• [AIM OF THE TASK] Repeat, exactly and completely, the entries shown underneath.

-- start ENTRIES SHOWN --

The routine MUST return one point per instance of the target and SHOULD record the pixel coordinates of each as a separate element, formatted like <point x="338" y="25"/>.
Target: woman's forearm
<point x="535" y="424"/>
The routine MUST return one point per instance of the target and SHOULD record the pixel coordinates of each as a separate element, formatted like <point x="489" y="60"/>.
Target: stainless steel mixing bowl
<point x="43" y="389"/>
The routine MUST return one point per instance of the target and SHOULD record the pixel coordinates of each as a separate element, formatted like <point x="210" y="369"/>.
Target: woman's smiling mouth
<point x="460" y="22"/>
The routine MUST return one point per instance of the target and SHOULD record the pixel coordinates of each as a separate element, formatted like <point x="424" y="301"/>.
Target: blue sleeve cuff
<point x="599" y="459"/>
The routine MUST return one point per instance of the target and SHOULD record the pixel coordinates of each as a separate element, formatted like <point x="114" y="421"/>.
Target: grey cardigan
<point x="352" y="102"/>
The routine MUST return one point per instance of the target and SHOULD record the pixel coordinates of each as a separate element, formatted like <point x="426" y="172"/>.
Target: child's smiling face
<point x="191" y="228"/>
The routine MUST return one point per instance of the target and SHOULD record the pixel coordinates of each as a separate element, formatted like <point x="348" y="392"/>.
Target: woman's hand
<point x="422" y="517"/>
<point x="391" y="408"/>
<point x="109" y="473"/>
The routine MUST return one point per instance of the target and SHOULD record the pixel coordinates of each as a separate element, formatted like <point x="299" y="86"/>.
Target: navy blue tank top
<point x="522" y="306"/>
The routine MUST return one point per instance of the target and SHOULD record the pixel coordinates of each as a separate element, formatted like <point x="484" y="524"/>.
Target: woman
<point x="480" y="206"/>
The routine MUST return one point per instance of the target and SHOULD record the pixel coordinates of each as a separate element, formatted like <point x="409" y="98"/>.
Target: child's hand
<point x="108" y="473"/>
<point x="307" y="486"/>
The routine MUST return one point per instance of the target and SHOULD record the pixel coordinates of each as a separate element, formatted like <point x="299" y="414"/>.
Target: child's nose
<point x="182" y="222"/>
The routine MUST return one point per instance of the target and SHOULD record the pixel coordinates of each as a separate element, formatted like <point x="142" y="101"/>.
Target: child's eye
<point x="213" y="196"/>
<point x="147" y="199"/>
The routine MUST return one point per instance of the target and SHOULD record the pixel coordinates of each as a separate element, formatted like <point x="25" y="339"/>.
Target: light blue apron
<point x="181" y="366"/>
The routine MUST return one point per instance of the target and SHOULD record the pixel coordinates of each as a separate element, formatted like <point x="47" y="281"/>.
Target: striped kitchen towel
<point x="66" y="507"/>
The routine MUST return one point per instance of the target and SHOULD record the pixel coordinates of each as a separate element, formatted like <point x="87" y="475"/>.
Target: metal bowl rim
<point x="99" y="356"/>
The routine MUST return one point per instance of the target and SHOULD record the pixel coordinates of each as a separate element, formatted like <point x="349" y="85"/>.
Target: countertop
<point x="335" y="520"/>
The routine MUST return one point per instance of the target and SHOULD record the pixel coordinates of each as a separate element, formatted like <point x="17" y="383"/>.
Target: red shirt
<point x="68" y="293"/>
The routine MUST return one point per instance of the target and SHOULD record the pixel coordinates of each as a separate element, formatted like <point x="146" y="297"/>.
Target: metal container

-- end ENTRIES SHOWN --

• [REPLY]
The routine MUST return one point per instance of the target and SHOULD record the pixel coordinates of each as a separate element, formatted like <point x="338" y="25"/>.
Target: woman's forearm
<point x="535" y="424"/>
The routine MUST return one point per instance of the target and SHOULD record the pixel coordinates of each as a separate element, formatted like <point x="489" y="60"/>.
Target: stainless steel mixing bowl
<point x="43" y="389"/>
The routine MUST return one point per instance of the target and SHOULD record the pixel coordinates of each as a separate element, formatted like <point x="210" y="369"/>.
Target: woman's smiling mouth
<point x="460" y="22"/>
The routine MUST return one point per instance of the target and SHOULD record the pixel coordinates of each as a separate element, formatted like <point x="424" y="301"/>.
Target: blue sleeve cuff
<point x="599" y="459"/>
The routine MUST return one point per instance of the target and SHOULD record the pixel coordinates of each as a separate element, formatted like <point x="114" y="421"/>.
Target: grey cardigan
<point x="352" y="102"/>
The routine MUST return one point per instance of the target and SHOULD record the pixel coordinates of each as a separate element, formatted like <point x="426" y="172"/>.
Target: child's smiling face
<point x="191" y="228"/>
The routine MUST return one point per instance of the target and SHOULD record the pixel coordinates of each as a separate element, formatted like <point x="348" y="392"/>.
Target: woman's hand
<point x="422" y="517"/>
<point x="391" y="408"/>
<point x="109" y="473"/>
The routine MUST return one point per instance of the target and SHOULD record the pixel coordinates of each as a separate element, formatted like <point x="299" y="86"/>.
Target: navy blue tank top
<point x="522" y="306"/>
The routine MUST return one point per instance of the target and SHOULD record the pixel coordinates of each as a separate element, formatted like <point x="484" y="524"/>.
Target: woman
<point x="480" y="206"/>
The routine MUST return one point per instance of the target and SHOULD record the pixel coordinates of each as a separate element, formatted like <point x="409" y="98"/>.
Target: child's hand
<point x="108" y="473"/>
<point x="307" y="486"/>
The routine MUST return one point per instance of the target and SHOULD record the pixel coordinates of each as a separate element, formatted like <point x="299" y="414"/>.
Target: child's nose
<point x="182" y="222"/>
The routine MUST return one point per instance of the target and SHOULD record the pixel coordinates of each as a separate element, formatted like <point x="142" y="101"/>.
Target: child's eye
<point x="213" y="196"/>
<point x="147" y="199"/>
The routine MUST return one point per instance of the target and SHOULD record the pixel coordinates of each as a separate element, formatted like <point x="25" y="339"/>.
Target: light blue apron
<point x="181" y="366"/>
The routine MUST return one point per instance of the target and SHOULD record the pixel coordinates of each as a separate element, formatted like <point x="47" y="281"/>.
Target: striped kitchen towel
<point x="66" y="507"/>
The routine MUST return one point per instance of the target and SHOULD record the pixel coordinates of each as a separate element, formatted like <point x="87" y="475"/>.
Target: metal bowl rim
<point x="99" y="356"/>
The routine MUST return one point per instance of the target and SHOULD record the pixel coordinates of each as a separate element, formatted like <point x="349" y="85"/>.
Target: countertop
<point x="335" y="520"/>
The routine MUST return one point per instance of the target and SHOULD record the pixel coordinates of each as a separate element, formatted like <point x="17" y="383"/>.
Target: red shirt
<point x="68" y="293"/>
The routine MUST return one point per instance of the target and SHOULD record the pixel coordinates of each as a separate element, formatted like <point x="146" y="297"/>.
Target: metal container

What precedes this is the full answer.